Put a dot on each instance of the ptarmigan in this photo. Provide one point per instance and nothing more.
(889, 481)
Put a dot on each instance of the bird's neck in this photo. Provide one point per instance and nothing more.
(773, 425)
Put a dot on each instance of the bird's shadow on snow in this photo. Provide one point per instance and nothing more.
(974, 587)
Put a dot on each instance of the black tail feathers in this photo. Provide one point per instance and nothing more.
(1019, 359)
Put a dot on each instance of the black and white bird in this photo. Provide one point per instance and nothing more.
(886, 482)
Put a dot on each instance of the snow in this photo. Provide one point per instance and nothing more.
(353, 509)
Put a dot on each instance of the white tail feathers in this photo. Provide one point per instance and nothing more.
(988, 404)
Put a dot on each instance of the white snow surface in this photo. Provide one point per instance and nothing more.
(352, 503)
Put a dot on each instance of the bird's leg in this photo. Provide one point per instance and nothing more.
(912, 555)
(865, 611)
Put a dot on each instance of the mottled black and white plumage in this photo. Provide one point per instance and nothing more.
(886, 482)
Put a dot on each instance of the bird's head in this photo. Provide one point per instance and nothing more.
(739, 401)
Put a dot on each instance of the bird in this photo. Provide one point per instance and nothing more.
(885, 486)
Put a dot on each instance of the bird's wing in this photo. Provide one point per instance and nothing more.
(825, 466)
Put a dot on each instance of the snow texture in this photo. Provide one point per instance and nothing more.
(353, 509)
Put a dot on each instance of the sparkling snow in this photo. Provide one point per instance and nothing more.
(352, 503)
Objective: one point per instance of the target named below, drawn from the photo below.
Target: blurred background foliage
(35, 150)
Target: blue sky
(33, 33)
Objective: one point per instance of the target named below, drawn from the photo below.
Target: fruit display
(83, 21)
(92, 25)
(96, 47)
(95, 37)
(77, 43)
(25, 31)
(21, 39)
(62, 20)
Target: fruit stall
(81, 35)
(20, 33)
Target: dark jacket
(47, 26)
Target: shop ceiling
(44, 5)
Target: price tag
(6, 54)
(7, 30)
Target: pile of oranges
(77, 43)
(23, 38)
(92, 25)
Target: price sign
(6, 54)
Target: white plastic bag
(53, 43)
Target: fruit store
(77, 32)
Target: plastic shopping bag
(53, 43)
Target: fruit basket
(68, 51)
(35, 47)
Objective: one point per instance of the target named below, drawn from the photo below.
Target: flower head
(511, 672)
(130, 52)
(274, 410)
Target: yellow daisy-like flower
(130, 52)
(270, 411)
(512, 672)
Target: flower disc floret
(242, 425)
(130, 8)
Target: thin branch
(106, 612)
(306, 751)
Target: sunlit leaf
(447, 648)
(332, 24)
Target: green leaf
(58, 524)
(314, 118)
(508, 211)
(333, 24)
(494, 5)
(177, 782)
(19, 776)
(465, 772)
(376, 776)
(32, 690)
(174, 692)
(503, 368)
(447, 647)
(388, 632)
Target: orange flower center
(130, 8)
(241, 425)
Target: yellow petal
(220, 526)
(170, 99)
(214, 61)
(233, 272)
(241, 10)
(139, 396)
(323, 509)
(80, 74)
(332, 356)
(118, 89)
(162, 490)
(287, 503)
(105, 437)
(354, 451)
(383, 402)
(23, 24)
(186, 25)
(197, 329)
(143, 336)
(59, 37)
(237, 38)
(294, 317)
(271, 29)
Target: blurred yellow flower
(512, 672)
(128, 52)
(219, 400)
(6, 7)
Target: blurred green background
+++
> _Work required_:
Copy out the whole listing, exactly as written.

> _Task result_:
Put a dot on each instance of the ptarmigan in this photo. Provide one point per instance and nothing more.
(889, 481)
Put a dot on each instance of the bird's neck in this photo. Provide one point per instance and nothing more.
(773, 425)
Put a dot on each instance of the bird's shadow on snow in this photo. Provide one point per instance and nothing more.
(974, 587)
Put a dot on each instance of the black tail feathers in this photo. Provide one point per instance and nothing more.
(1019, 359)
Put a dot on each instance of the black and white bird in this photo. Provide one point per instance and nothing more.
(886, 482)
Put a dot on each instance of the snow in this photo. Provide one point per instance and nothing more.
(353, 509)
Put a dot on each instance of the white tail feathers in this photo. Provide one point per instance and nothing more.
(988, 404)
Put a dot on each instance of the white snow surface in this photo. Provide one point per instance and nothing more.
(352, 503)
Put a dot on each instance of the bird's leg in this photo. Provide one point per instance and nothing more.
(912, 555)
(865, 611)
Put a dot on each instance of the mottled black and white plumage in this photo. Provide one point per instance and nothing more.
(886, 482)
Put a dot on each instance of the bird's head in this photo. Provide one point per instance and nothing more.
(739, 401)
Put a dot on each instance of the bird in this photo. Provide one point per instance and nothing more.
(885, 486)
Put a dot on each instance of the bird's wing in this photo. Provide one point per instance and nothing more.
(825, 466)
Put a dot on each instance of the snow texture in this photo. Provide one point per instance and nothing more.
(353, 509)
Put a dot on each instance of the sparkling snow in this photo. Provide one point per instance and nothing more.
(352, 503)
Objective: one point per instance of the target named below, drawn from the photo below.
Target: blurred background foliage
(35, 150)
Target: blue sky
(33, 33)
Objective: one point per instance of the target named below, drawn from the photo below.
Target: fruit display
(83, 21)
(92, 25)
(96, 47)
(95, 37)
(77, 43)
(25, 31)
(21, 39)
(62, 20)
Target: fruit stall
(81, 35)
(20, 33)
Target: dark jacket
(47, 26)
Target: shop ceiling
(44, 5)
Target: price tag
(6, 54)
(7, 30)
Target: pile of oranges
(77, 43)
(23, 38)
(92, 25)
Target: price sign
(6, 54)
Target: white plastic bag
(53, 43)
Target: fruit store
(77, 32)
Target: plastic shopping bag
(53, 43)
Target: fruit basket
(68, 51)
(35, 47)
Objective: one point per instance of the target named below, drawn from the photo below.
Target: flower head
(511, 672)
(130, 52)
(274, 410)
Target: yellow daisy-like flower
(130, 52)
(270, 411)
(512, 672)
Target: flower disc floret
(242, 425)
(130, 8)
Target: thin branch
(106, 612)
(306, 751)
Target: sunlit leaf
(447, 648)
(332, 24)
Target: green leaf
(58, 524)
(314, 118)
(508, 211)
(333, 24)
(494, 5)
(177, 782)
(19, 776)
(465, 772)
(376, 776)
(32, 690)
(174, 692)
(503, 368)
(447, 647)
(388, 632)
Target: orange flower center
(130, 8)
(241, 425)
Target: yellow petal
(220, 526)
(170, 99)
(214, 61)
(233, 272)
(241, 10)
(139, 396)
(323, 509)
(80, 74)
(332, 356)
(118, 89)
(162, 490)
(287, 503)
(105, 437)
(354, 451)
(383, 402)
(23, 24)
(186, 25)
(197, 329)
(143, 336)
(59, 37)
(237, 38)
(294, 317)
(271, 29)
Target: blurred yellow flower
(512, 672)
(128, 52)
(219, 400)
(6, 7)
Target: blurred green background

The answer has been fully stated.